**PROVIDED RECORDS**
· · ·

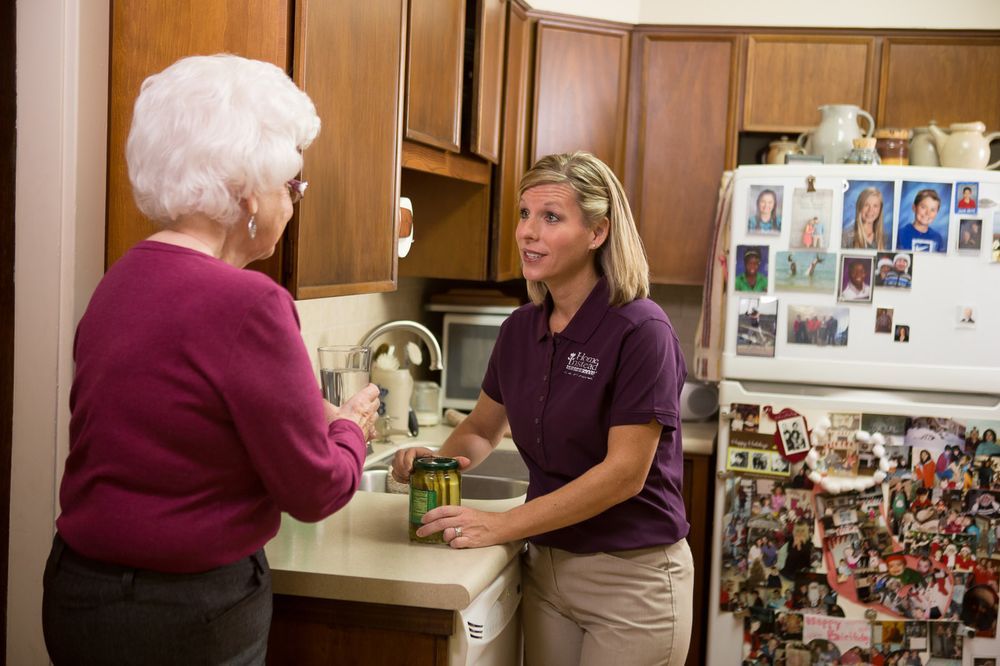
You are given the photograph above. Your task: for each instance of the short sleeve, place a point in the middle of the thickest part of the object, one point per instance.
(491, 380)
(649, 377)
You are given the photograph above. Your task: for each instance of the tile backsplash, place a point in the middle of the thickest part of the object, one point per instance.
(347, 319)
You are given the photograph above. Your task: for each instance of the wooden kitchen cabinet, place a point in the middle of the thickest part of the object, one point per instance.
(341, 239)
(349, 59)
(319, 632)
(788, 76)
(698, 494)
(489, 18)
(434, 73)
(580, 89)
(947, 79)
(506, 262)
(681, 138)
(255, 29)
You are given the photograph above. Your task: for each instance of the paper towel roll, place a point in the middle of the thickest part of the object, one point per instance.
(397, 386)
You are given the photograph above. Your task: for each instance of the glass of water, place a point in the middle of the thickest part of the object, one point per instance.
(344, 370)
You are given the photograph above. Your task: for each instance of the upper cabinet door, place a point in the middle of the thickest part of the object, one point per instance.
(349, 59)
(514, 157)
(950, 80)
(252, 28)
(789, 76)
(681, 138)
(434, 85)
(581, 86)
(487, 79)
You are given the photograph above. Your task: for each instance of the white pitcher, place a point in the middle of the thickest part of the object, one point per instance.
(834, 137)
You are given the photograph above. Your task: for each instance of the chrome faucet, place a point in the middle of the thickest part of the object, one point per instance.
(421, 332)
(383, 426)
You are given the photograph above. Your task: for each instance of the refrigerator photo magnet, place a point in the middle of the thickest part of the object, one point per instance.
(806, 271)
(893, 269)
(818, 325)
(966, 315)
(757, 326)
(970, 235)
(855, 284)
(751, 268)
(868, 215)
(995, 243)
(764, 209)
(923, 216)
(812, 215)
(966, 198)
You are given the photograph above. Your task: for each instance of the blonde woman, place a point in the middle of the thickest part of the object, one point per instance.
(868, 230)
(588, 375)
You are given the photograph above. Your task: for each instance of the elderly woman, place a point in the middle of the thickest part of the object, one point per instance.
(196, 416)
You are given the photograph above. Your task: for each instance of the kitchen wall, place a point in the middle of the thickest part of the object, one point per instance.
(62, 106)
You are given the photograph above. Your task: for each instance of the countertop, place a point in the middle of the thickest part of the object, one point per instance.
(363, 552)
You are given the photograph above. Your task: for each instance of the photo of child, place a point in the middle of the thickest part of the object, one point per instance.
(966, 197)
(751, 268)
(812, 213)
(856, 279)
(868, 215)
(764, 209)
(970, 234)
(923, 218)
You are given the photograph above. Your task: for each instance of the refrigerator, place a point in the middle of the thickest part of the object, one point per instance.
(860, 397)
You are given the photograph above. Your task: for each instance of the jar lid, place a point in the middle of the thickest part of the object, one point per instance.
(892, 133)
(433, 464)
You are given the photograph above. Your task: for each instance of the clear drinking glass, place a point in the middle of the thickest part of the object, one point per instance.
(344, 370)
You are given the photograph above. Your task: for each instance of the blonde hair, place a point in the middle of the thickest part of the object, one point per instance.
(621, 258)
(878, 227)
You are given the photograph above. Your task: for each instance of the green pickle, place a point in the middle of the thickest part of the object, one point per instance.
(434, 482)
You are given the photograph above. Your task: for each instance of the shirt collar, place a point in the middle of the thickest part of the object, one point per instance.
(586, 319)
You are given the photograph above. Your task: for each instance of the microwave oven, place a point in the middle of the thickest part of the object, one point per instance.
(468, 344)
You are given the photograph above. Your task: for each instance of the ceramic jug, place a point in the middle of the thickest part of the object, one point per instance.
(966, 147)
(923, 152)
(778, 149)
(834, 137)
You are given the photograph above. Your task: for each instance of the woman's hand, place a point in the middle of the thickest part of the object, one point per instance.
(463, 527)
(362, 408)
(402, 462)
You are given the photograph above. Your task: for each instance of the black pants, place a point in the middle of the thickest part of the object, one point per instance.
(96, 613)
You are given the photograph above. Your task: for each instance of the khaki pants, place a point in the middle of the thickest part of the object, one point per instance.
(624, 608)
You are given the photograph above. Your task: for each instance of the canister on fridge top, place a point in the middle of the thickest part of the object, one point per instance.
(434, 482)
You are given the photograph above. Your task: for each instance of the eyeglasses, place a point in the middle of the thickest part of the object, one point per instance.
(296, 189)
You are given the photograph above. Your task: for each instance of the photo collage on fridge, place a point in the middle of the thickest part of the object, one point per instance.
(878, 251)
(911, 534)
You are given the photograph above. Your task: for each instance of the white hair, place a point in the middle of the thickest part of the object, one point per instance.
(210, 130)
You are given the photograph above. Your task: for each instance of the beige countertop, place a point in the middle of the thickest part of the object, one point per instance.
(363, 552)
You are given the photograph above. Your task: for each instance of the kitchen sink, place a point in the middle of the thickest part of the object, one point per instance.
(502, 475)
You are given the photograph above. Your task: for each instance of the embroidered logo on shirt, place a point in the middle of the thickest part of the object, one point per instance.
(579, 364)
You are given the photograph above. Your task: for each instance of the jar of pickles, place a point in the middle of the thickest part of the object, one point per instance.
(434, 482)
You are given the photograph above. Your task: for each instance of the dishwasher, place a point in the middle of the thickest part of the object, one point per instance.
(488, 631)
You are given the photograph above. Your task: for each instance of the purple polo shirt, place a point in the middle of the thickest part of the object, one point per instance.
(610, 366)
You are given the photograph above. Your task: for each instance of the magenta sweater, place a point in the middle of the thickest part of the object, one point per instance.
(196, 417)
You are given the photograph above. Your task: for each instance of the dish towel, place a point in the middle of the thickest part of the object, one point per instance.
(711, 324)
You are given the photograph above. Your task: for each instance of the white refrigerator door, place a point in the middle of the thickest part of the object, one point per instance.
(942, 354)
(725, 640)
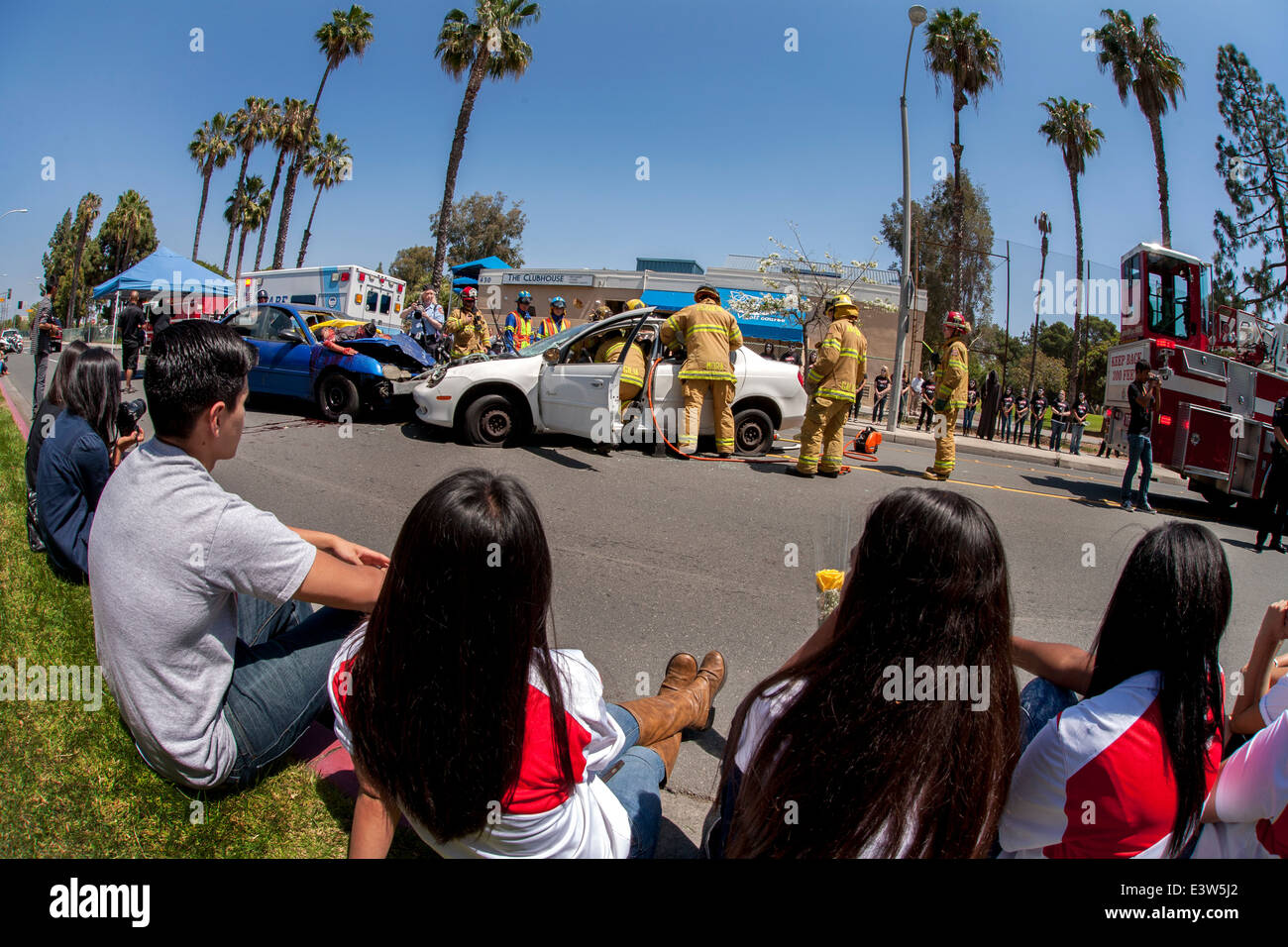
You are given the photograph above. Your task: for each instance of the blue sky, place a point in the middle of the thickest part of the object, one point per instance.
(741, 136)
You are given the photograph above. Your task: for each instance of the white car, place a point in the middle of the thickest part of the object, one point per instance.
(493, 401)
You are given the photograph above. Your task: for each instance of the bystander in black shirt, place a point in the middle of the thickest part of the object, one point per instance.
(1140, 421)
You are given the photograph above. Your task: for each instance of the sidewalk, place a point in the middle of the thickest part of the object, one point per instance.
(1086, 462)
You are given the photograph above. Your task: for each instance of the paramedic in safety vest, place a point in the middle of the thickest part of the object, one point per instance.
(832, 380)
(467, 326)
(949, 394)
(557, 321)
(708, 334)
(518, 325)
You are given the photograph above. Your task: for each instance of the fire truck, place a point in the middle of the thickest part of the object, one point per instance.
(1222, 369)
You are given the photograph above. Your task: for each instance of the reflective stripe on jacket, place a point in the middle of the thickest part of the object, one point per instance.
(951, 375)
(842, 361)
(632, 372)
(709, 334)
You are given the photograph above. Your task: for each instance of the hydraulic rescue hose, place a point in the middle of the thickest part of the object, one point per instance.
(780, 459)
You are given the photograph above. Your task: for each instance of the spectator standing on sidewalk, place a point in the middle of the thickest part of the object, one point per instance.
(971, 405)
(880, 393)
(1037, 416)
(1080, 424)
(46, 324)
(1059, 414)
(1142, 397)
(129, 324)
(1008, 414)
(1021, 415)
(927, 407)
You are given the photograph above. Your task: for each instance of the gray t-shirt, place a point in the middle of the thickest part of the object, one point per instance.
(167, 553)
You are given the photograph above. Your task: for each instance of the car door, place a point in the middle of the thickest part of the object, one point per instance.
(283, 367)
(584, 398)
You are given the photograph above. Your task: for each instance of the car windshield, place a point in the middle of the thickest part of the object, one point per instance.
(550, 342)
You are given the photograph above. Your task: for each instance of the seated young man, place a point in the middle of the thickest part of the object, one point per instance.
(198, 596)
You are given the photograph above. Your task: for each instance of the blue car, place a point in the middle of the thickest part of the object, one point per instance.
(292, 363)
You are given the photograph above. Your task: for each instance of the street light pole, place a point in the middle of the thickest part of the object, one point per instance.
(915, 16)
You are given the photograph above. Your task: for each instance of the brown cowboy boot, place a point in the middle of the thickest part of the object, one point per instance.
(683, 707)
(668, 749)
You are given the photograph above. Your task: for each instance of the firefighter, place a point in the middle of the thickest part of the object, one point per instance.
(557, 321)
(832, 380)
(708, 334)
(632, 372)
(949, 394)
(1275, 499)
(467, 326)
(518, 324)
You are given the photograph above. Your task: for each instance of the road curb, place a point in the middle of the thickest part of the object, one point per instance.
(1021, 455)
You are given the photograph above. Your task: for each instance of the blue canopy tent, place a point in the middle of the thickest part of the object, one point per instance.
(778, 326)
(165, 270)
(468, 273)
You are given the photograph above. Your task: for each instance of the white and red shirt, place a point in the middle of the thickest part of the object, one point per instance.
(1096, 781)
(539, 818)
(1250, 799)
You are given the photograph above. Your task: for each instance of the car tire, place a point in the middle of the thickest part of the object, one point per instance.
(752, 432)
(338, 395)
(492, 421)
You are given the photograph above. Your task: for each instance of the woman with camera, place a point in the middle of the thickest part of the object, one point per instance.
(82, 446)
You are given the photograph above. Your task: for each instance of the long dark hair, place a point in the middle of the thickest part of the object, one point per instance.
(928, 583)
(438, 705)
(1167, 613)
(93, 390)
(65, 367)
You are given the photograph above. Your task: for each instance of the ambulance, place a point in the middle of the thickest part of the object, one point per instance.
(356, 291)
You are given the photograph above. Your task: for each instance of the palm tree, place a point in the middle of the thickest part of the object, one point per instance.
(130, 209)
(210, 147)
(347, 35)
(329, 166)
(85, 214)
(1043, 223)
(246, 210)
(250, 127)
(1141, 63)
(966, 54)
(488, 47)
(1069, 127)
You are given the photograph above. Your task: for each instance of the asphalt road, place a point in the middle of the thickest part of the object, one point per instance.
(653, 556)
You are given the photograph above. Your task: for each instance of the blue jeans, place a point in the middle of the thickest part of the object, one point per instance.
(1039, 703)
(279, 667)
(636, 785)
(1138, 450)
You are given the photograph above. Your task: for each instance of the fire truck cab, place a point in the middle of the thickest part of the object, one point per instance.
(1222, 373)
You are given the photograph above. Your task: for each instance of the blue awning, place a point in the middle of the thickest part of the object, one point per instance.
(776, 326)
(165, 270)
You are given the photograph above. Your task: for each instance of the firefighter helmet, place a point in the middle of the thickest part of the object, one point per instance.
(841, 307)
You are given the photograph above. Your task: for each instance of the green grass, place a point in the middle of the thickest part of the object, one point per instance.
(72, 784)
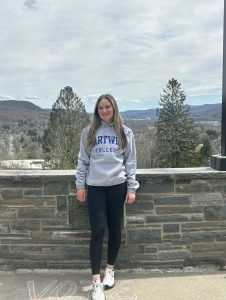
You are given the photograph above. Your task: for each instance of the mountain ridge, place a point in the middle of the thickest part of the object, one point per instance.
(13, 110)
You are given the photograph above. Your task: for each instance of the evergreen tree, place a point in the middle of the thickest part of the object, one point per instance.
(176, 136)
(61, 139)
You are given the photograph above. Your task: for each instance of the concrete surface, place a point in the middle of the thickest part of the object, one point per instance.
(189, 284)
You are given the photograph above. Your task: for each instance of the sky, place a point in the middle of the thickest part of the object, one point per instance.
(129, 48)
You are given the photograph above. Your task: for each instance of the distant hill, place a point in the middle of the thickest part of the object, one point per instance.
(205, 112)
(13, 110)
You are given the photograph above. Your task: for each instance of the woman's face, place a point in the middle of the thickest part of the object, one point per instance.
(105, 110)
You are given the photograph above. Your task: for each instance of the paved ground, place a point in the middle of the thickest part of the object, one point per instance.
(189, 284)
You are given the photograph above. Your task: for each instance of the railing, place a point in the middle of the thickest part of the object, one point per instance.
(179, 219)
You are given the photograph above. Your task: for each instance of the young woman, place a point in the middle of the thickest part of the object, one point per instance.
(107, 165)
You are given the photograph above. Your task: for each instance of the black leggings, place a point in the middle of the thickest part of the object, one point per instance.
(105, 203)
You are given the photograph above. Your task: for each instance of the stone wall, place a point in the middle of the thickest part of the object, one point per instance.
(179, 219)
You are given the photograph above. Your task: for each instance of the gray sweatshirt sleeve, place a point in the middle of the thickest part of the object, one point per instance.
(130, 162)
(83, 161)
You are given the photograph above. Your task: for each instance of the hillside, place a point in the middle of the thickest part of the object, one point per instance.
(205, 112)
(13, 110)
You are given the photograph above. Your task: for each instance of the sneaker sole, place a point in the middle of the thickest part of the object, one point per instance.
(91, 298)
(108, 287)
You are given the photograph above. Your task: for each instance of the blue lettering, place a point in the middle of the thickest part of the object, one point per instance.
(100, 138)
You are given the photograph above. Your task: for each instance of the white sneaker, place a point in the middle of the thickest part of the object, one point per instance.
(97, 291)
(109, 278)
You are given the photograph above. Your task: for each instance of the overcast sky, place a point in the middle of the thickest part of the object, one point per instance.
(129, 48)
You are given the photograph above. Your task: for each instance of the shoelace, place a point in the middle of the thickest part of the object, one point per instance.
(97, 288)
(109, 273)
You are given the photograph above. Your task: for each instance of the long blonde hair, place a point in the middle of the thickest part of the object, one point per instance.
(96, 122)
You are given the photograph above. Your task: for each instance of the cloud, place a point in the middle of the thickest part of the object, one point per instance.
(128, 48)
(30, 4)
(7, 97)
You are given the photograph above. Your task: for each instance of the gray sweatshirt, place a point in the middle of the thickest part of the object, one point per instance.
(106, 164)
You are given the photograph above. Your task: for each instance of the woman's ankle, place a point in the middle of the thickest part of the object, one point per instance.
(96, 277)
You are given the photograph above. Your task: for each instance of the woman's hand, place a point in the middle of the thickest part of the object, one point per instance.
(130, 197)
(81, 195)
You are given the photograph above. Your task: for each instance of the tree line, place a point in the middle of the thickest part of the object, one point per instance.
(175, 141)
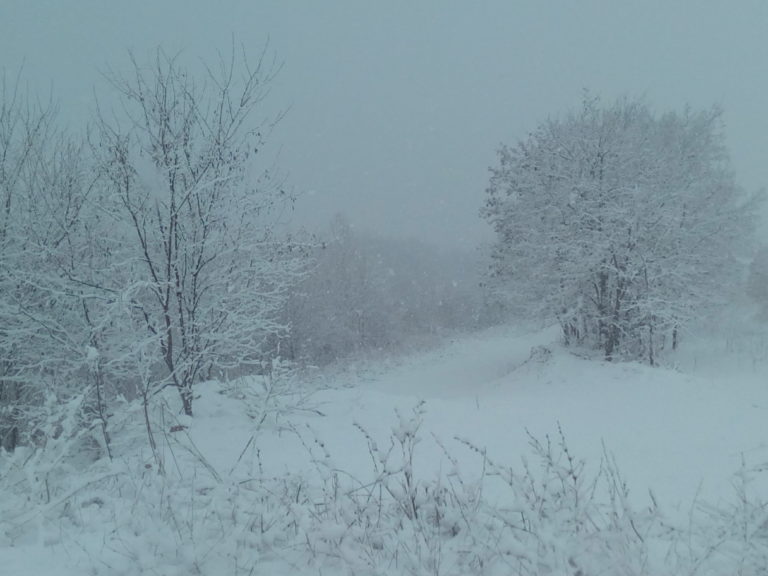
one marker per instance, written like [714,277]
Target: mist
[393,111]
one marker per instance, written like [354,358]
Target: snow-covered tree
[45,184]
[621,223]
[757,284]
[365,293]
[204,271]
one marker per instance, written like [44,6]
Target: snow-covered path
[681,435]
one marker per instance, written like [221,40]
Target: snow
[680,434]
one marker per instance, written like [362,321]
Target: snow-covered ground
[680,434]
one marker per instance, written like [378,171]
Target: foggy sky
[396,107]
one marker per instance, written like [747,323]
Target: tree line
[151,254]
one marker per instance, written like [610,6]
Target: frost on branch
[622,224]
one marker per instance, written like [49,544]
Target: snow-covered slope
[681,434]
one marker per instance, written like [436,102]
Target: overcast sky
[396,107]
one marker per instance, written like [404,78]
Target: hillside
[287,477]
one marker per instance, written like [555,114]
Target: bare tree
[622,224]
[207,271]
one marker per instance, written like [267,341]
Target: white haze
[395,108]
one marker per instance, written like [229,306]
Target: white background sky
[397,106]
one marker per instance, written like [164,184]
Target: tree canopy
[621,223]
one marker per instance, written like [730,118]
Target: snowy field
[280,479]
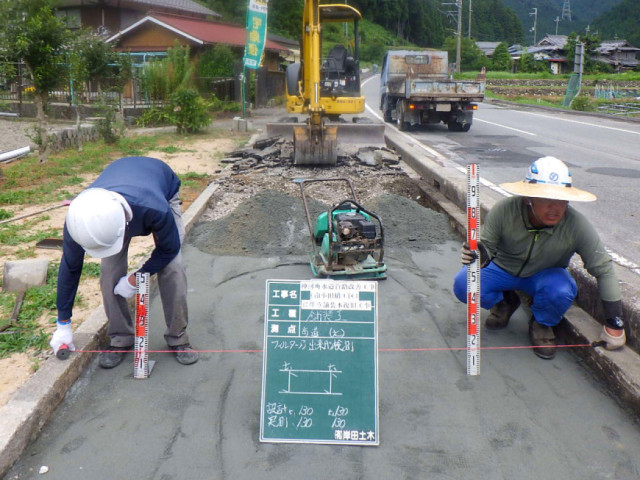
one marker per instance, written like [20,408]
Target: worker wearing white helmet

· · ·

**GIVEN REQUEST**
Locate "of the tree" in the entries above. Copy, exactly and only, the lines from that line to the end, leaving out the pictures.

**RESULT BELOW**
You are given the photograph above. Your task: for each instance of the tree line, place a point in the middle of the thickest part of the object, one point per instance.
(175, 141)
one marker per instance, written like [714,277]
Target: mist
[393,111]
one marker per instance, written like [354,358]
Target: snow-covered tree
[45,184]
[621,223]
[757,284]
[365,293]
[204,271]
one marker per instance, written like [44,6]
Target: snow-covered path
[681,435]
one marker per instance, written like [221,40]
Target: snow
[680,434]
one marker per instance, written like [362,321]
Target: snow-covered ground
[680,434]
one marker per instance, written like [378,171]
Target: foggy sky
[396,107]
one marker per instance, written like [747,323]
Target: tree line
[151,254]
one marker per instance, written like [610,6]
Target: frost on branch
[622,224]
one marker per instance, written like [49,544]
Target: snow-covered slope
[681,434]
one marker per instance, written like [436,102]
Target: overcast sky
[396,107]
one marker per instance, written like [404,78]
Target: hillside
[287,477]
one marker per instance, written like [555,114]
Target: bare tree
[622,224]
[207,271]
one marker per instance, written like [267,341]
Target: white haze
[395,108]
one marker per instance, written like [229,306]
Target: white background sky
[397,106]
one marker per instance, written like [164,184]
Target: tree canopy
[621,223]
one marker per instance, written like [730,118]
Target: snowy field
[280,479]
one marker per instance, written like [20,408]
Target: worker wearing white helmet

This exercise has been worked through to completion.